TASK GOAL
Take each line of the listing that has the string "white" and report it.

THE INPUT
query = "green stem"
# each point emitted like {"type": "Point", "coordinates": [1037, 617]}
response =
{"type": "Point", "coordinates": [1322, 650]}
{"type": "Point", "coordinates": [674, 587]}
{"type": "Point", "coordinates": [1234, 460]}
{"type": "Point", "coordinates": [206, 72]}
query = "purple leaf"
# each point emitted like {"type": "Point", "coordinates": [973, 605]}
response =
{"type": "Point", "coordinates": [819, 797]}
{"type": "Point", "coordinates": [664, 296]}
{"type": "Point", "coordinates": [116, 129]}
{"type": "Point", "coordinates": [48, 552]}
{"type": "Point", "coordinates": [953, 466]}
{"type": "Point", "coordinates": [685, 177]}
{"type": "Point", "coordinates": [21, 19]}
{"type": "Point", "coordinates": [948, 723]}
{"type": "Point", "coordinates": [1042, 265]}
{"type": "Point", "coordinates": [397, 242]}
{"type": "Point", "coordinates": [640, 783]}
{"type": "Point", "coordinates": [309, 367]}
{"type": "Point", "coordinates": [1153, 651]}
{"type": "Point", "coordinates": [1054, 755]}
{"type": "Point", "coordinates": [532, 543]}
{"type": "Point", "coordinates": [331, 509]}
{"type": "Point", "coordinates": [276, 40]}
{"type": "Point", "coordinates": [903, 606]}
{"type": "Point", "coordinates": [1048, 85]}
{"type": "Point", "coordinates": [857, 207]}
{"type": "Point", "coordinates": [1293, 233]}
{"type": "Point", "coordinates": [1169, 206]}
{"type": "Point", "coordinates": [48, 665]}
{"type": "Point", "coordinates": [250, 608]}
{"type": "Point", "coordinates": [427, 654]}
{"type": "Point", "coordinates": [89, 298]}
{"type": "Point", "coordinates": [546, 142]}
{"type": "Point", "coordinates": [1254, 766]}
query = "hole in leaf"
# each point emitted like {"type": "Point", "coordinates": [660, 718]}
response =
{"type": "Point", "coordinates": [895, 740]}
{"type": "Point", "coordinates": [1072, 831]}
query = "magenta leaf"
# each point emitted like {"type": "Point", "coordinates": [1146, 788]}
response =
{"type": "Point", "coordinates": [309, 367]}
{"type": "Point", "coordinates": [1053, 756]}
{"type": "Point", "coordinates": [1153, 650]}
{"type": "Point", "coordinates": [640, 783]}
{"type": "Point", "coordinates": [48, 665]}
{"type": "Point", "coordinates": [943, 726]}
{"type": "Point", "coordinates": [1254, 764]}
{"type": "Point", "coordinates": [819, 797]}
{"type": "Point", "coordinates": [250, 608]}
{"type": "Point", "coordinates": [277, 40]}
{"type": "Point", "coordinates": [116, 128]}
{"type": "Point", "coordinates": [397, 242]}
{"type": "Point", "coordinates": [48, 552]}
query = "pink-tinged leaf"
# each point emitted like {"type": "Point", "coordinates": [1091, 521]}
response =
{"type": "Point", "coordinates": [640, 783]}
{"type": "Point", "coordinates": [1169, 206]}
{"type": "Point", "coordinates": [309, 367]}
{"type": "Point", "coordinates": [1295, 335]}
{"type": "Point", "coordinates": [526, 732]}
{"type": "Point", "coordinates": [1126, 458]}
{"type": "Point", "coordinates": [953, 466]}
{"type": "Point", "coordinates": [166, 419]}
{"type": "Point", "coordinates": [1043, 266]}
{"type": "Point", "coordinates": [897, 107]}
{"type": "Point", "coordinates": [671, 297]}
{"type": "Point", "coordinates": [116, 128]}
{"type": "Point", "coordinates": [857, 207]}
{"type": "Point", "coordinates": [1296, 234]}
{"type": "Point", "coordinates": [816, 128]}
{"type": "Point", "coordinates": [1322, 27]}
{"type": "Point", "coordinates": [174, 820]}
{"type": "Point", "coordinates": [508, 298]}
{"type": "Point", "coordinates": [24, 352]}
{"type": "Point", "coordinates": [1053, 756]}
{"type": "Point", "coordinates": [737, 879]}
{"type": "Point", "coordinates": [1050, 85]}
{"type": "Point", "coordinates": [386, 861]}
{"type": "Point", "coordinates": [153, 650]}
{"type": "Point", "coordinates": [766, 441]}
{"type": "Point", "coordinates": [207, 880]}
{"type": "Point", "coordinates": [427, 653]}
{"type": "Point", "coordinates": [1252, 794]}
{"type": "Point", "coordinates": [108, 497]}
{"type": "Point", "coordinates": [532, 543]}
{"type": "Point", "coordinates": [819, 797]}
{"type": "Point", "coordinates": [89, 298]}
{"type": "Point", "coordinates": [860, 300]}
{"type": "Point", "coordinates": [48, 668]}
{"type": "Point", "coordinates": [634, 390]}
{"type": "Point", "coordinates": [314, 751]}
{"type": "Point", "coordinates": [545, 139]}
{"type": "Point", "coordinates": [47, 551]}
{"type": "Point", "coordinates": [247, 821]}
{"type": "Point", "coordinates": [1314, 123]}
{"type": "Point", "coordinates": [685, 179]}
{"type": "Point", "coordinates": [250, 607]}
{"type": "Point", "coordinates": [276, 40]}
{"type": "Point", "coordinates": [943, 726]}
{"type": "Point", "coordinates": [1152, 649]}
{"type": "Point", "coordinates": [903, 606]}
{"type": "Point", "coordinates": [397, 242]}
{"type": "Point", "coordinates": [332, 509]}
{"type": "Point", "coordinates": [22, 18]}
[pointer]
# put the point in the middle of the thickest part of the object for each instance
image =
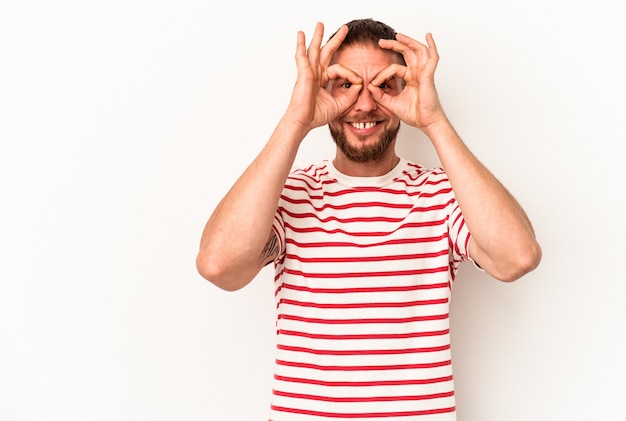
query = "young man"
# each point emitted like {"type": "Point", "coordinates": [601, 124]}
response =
{"type": "Point", "coordinates": [366, 246]}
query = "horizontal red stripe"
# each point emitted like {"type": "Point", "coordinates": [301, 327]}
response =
{"type": "Point", "coordinates": [365, 305]}
{"type": "Point", "coordinates": [366, 259]}
{"type": "Point", "coordinates": [366, 274]}
{"type": "Point", "coordinates": [363, 399]}
{"type": "Point", "coordinates": [402, 288]}
{"type": "Point", "coordinates": [356, 190]}
{"type": "Point", "coordinates": [364, 367]}
{"type": "Point", "coordinates": [363, 415]}
{"type": "Point", "coordinates": [363, 321]}
{"type": "Point", "coordinates": [398, 241]}
{"type": "Point", "coordinates": [352, 205]}
{"type": "Point", "coordinates": [372, 336]}
{"type": "Point", "coordinates": [310, 229]}
{"type": "Point", "coordinates": [363, 351]}
{"type": "Point", "coordinates": [408, 382]}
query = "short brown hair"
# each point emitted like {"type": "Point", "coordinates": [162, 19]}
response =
{"type": "Point", "coordinates": [368, 32]}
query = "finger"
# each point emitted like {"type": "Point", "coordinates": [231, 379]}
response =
{"type": "Point", "coordinates": [333, 45]}
{"type": "Point", "coordinates": [301, 58]}
{"type": "Point", "coordinates": [432, 47]}
{"type": "Point", "coordinates": [388, 73]}
{"type": "Point", "coordinates": [314, 49]}
{"type": "Point", "coordinates": [337, 71]}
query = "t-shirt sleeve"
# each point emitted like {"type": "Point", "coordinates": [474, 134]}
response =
{"type": "Point", "coordinates": [278, 226]}
{"type": "Point", "coordinates": [460, 237]}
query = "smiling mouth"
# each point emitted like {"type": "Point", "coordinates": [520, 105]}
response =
{"type": "Point", "coordinates": [363, 125]}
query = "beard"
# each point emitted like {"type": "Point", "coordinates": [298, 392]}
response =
{"type": "Point", "coordinates": [364, 153]}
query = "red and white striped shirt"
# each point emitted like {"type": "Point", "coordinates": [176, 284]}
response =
{"type": "Point", "coordinates": [363, 283]}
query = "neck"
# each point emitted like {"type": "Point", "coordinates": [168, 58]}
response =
{"type": "Point", "coordinates": [376, 168]}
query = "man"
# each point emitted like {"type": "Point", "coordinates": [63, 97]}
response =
{"type": "Point", "coordinates": [365, 247]}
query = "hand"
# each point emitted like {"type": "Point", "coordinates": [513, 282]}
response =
{"type": "Point", "coordinates": [311, 104]}
{"type": "Point", "coordinates": [418, 104]}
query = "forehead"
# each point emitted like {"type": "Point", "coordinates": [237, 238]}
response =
{"type": "Point", "coordinates": [365, 60]}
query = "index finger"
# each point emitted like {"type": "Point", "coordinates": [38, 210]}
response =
{"type": "Point", "coordinates": [333, 45]}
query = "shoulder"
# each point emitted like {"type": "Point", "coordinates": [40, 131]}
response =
{"type": "Point", "coordinates": [416, 175]}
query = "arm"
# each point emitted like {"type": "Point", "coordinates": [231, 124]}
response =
{"type": "Point", "coordinates": [238, 240]}
{"type": "Point", "coordinates": [503, 241]}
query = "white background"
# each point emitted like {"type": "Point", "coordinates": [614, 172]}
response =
{"type": "Point", "coordinates": [123, 122]}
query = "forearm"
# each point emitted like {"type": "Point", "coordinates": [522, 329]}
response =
{"type": "Point", "coordinates": [503, 240]}
{"type": "Point", "coordinates": [236, 233]}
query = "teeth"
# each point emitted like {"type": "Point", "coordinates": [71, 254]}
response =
{"type": "Point", "coordinates": [362, 126]}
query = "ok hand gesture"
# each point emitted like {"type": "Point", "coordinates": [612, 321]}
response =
{"type": "Point", "coordinates": [418, 103]}
{"type": "Point", "coordinates": [311, 104]}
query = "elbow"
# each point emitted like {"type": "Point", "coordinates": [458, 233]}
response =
{"type": "Point", "coordinates": [523, 262]}
{"type": "Point", "coordinates": [215, 270]}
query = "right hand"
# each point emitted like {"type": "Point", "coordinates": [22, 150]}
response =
{"type": "Point", "coordinates": [311, 104]}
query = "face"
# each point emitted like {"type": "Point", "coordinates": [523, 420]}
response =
{"type": "Point", "coordinates": [365, 131]}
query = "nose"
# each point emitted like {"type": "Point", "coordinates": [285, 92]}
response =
{"type": "Point", "coordinates": [365, 102]}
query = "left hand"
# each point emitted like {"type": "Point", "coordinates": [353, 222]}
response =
{"type": "Point", "coordinates": [418, 104]}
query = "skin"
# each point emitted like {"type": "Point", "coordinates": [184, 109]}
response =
{"type": "Point", "coordinates": [343, 87]}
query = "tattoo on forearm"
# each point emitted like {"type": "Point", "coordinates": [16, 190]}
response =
{"type": "Point", "coordinates": [270, 250]}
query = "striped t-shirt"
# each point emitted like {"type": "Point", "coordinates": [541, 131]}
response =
{"type": "Point", "coordinates": [362, 285]}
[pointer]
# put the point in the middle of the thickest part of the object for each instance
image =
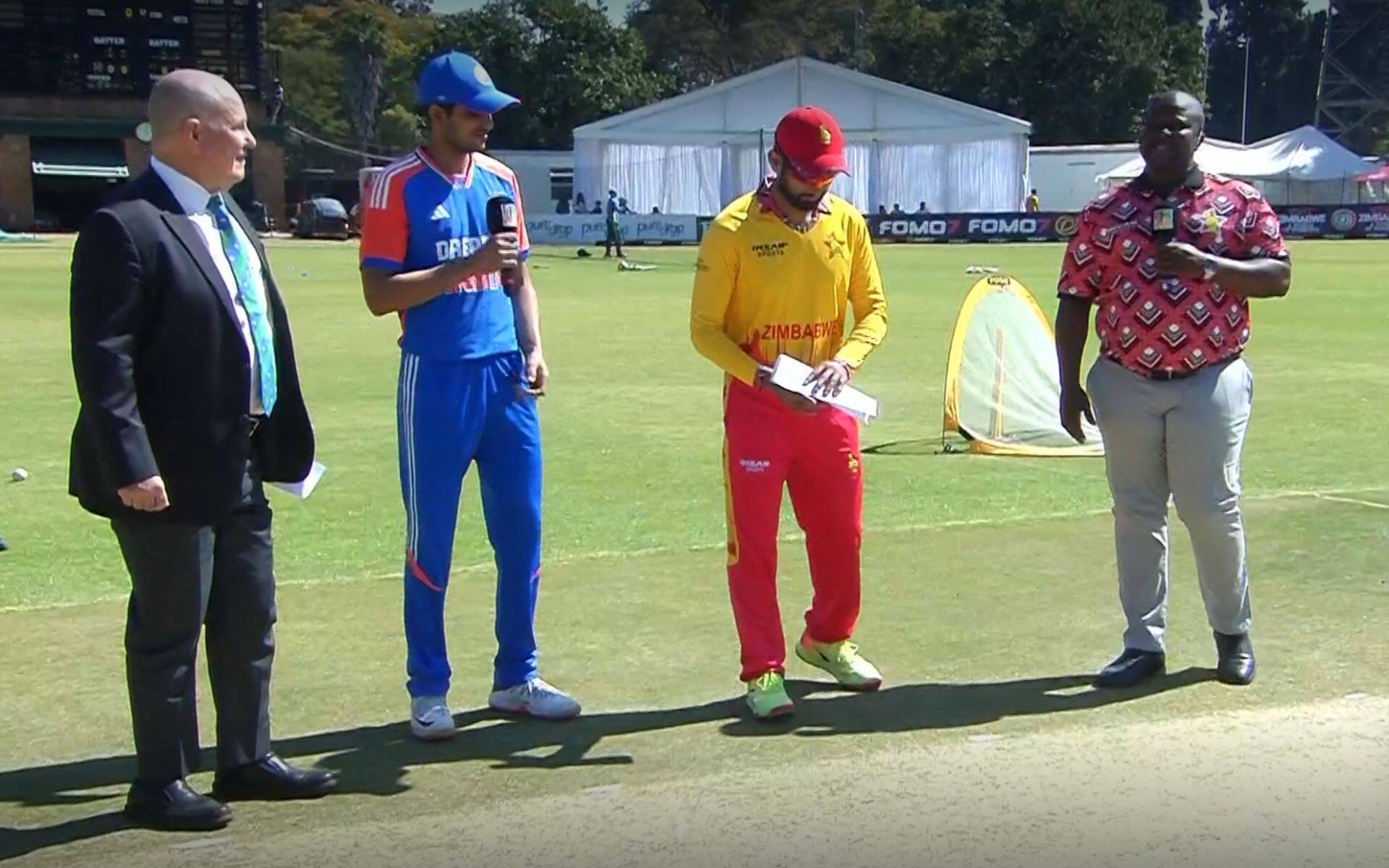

RESPONSE
query = "red and white striped shirt"
query = "white background"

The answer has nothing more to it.